_What the task asks_
Print all the entries verbatim.

═══

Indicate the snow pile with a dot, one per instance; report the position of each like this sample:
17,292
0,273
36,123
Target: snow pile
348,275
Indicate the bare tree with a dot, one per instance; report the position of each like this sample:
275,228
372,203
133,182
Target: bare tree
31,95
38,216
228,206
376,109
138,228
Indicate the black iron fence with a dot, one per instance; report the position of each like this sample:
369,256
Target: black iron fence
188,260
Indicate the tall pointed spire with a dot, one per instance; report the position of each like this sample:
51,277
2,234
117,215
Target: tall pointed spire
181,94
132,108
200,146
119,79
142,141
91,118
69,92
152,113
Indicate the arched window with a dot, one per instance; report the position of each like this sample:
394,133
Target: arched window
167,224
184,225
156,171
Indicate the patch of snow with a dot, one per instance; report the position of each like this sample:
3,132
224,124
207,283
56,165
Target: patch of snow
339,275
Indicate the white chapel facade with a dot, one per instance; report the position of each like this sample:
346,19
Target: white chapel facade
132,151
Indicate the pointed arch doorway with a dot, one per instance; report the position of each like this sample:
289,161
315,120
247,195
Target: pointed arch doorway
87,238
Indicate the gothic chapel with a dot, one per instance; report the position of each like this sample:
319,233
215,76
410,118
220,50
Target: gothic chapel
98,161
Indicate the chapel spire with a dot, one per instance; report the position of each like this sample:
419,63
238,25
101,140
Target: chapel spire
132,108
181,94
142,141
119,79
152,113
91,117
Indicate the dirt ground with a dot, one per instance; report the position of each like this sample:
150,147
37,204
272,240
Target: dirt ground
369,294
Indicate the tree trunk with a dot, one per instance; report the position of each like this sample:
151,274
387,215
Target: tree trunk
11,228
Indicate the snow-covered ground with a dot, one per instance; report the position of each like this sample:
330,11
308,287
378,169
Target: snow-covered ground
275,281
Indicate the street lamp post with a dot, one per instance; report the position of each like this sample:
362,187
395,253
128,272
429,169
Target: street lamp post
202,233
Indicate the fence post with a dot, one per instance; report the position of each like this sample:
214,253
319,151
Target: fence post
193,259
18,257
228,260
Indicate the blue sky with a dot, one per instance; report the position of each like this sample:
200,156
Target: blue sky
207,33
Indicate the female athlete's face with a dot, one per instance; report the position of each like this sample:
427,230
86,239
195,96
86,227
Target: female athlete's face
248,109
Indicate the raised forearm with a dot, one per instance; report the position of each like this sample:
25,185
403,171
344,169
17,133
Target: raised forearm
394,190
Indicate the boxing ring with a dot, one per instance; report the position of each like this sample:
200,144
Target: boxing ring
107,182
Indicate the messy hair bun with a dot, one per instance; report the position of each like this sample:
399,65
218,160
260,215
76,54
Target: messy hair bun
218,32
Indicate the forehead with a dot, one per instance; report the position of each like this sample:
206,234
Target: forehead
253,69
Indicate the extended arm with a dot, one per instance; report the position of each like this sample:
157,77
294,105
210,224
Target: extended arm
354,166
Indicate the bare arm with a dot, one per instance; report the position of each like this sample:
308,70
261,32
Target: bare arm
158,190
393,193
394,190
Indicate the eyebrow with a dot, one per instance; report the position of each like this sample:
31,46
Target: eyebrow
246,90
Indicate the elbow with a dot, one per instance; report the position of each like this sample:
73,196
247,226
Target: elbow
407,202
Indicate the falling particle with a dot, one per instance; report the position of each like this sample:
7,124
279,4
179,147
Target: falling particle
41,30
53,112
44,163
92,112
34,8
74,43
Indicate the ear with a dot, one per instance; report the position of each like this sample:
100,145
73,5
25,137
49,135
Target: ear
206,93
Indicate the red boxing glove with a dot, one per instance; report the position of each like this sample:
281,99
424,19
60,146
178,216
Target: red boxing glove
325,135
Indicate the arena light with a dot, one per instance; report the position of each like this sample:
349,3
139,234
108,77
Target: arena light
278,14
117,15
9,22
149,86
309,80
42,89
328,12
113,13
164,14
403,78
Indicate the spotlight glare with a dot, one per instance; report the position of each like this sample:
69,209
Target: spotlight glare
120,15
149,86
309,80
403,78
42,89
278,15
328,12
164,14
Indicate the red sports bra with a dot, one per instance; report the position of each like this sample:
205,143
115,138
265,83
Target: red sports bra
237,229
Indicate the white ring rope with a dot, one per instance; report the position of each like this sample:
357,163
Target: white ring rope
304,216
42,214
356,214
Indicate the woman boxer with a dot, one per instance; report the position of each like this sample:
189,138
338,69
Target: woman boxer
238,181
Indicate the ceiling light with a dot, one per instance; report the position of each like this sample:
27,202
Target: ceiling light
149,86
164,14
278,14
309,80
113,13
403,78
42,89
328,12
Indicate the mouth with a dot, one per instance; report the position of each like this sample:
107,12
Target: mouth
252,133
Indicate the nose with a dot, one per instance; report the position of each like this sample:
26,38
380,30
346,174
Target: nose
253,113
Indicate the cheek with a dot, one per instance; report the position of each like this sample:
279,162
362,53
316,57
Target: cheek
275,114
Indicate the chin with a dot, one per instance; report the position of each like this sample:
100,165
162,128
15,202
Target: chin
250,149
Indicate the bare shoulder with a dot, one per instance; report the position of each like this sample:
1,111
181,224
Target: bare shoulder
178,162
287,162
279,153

═══

_Result of the exercise_
Indicate the snow pile with a dot, one per instance; report the position of each like this sample:
17,292
0,273
36,123
Target: snow pile
348,275
Indicate the bare tree with a dot, one per instance; report the position of each like this sample:
275,228
372,203
133,182
Target: bare tree
31,95
38,216
228,206
376,109
138,228
Indicate the black iron fence with a dot, one per instance; report the position of each like this sample:
369,256
Target: black iron fence
188,260
Indicate the tall pointed spire with a dot, one per instance; report the position of each like this sample:
51,277
2,234
117,215
Target: tall pointed spire
181,94
132,108
200,146
119,79
142,141
91,118
69,92
152,113
Indicate the arched window with a dot, one per instance; report the position of each like this sample:
394,133
Target: arched window
167,224
184,225
156,171
Indicate the patch of snow with a dot, one per instance; report the position of each like this sample:
3,132
224,124
207,283
56,165
Target: patch of snow
339,275
Indicate the white chapel facade with a dot, one per instance; report the position of each like this sample:
346,19
Target: white chapel facade
132,151
Indicate the pointed arch doorway with a dot, one per instance; report the position of each like this sample:
289,161
315,120
247,195
Target: pointed arch doorway
87,238
Indicate the gothic chapel with a dot, one per instance; report the position of each like this sample:
319,233
215,76
410,118
220,50
Target: gothic chapel
98,161
Indicate the chapel spire with a dot, one per instance; report the position of each like this sample:
419,63
238,25
101,140
Target: chapel spire
132,108
181,94
142,141
119,79
152,113
91,117
Indicate the dirt ground with a dot, one per instance; report the position of each like this sample:
150,147
37,204
272,240
Target: dirt ground
369,294
Indicate the tree trunk with a dot, one per instance; report the position of each like this sample:
151,274
387,215
Target: tree trunk
11,228
Indicate the snow-covered ground with a dot, one per instance; report the position of each like this sample:
330,11
308,287
378,169
Target: snow-covered ground
275,281
Indicate the street lamp post with a dot, one per instance; report the position of each like this sample:
362,187
395,253
128,272
429,169
Target: street lamp post
202,233
Indicate the fence post with a dot, one per instance; report the position of each like this sample:
214,253
319,151
Target: fence post
193,259
18,257
228,260
Indicate the blue sky with a dot, one per instance; report the position of each like this sample:
200,156
Target: blue sky
207,33
Indicate the female athlete's face with a dot, one per instance; report the position of each like this sample:
427,230
86,239
195,96
86,227
Target: female athlete's face
248,109
Indicate the raised forearm with a dot, one per instance; report the position of each like this sample:
25,185
403,171
344,169
17,133
Target: raised forearm
394,190
Indicate the boxing ring with a dot, one per instance; report the position of each like this sample:
200,144
Target: boxing ring
107,182
Indicate the messy hair bun with a dot, one per instance; report the position of each like this sample:
399,65
218,160
260,215
76,54
Target: messy hair bun
218,32
Indicate the forehead with a dot, one per instance; report the position of each like this sample:
206,234
Target: forehead
253,69
Indicate the extended arm with a dot, one per instance; report the position of each like this sample:
157,77
294,105
210,224
Target: extended arm
354,166
Indicate the bare arm with a dot, one per instance; report the position of each like this sample:
308,70
261,32
Target: bare arm
158,190
393,193
394,190
Indicate the eyebrow with a dot, one per instance; report the position of each like this sample:
31,46
Target: eyebrow
246,90
Indicate the elbow with a dot, one per instance; report the position of each like this sample:
73,196
247,226
Target: elbow
407,202
Indicate the falling particle with a dot, one per instance; report the position of each like this sample:
7,124
279,4
179,147
Target: falling particle
41,30
53,112
44,163
92,112
34,8
74,43
Indicate the ear with a dot, one per instance; report the position of each like this sample:
100,145
73,5
25,137
49,135
Target: ear
206,93
Indicate the red boxing glove with a dot, one per instance; report the position of each like this sample:
281,99
424,19
60,146
178,216
Target: red boxing glove
325,135
Indicate the arena light with a dot, one per instance; report the position of each like this sample:
349,3
139,234
108,77
Target: arena light
278,14
117,15
9,22
149,86
309,80
42,89
328,12
113,13
164,14
403,78
Indicate the spotlight glare with a dot, one per instance; report the position of each like this sample:
69,209
Target: spotlight glare
120,15
149,86
309,80
403,78
42,89
278,15
328,12
164,14
Indicate the red sports bra with a dot, one per instance; report the position of each like this sample:
205,143
115,138
265,83
Target: red sports bra
237,229
Indicate the white ring rope with a dot, one per instance; report the position of each like this sample:
357,163
Target: white ring rope
304,216
42,214
356,214
Indicate the woman boxer with a dot, one per instance; report the position of each like this sample:
189,138
338,69
Target: woman boxer
238,181
Indicate the ceiling light with a dot, one per instance; report the position of each like this sample:
27,202
Target: ceiling light
149,86
164,14
278,14
309,80
113,13
403,78
42,89
328,12
Indicate the mouth with a dot, one per instance; report the position of each like this sample:
107,12
Target: mouth
252,133
Indicate the nose with a dot, one per instance; report the position of each like this sample:
26,38
380,30
346,174
Target: nose
253,113
Indicate the cheek with a dot, one per instance; report the position of each like this sample:
279,162
362,53
316,57
Target: cheek
275,114
Indicate the chin with a dot, one per instance; report the position of each like this sample:
100,165
162,128
15,202
Target: chin
250,149
Indicate the bare shoulder with a dot, one per instance; report the position of each like this sample:
1,111
181,224
Target: bare shoulder
178,162
287,162
279,153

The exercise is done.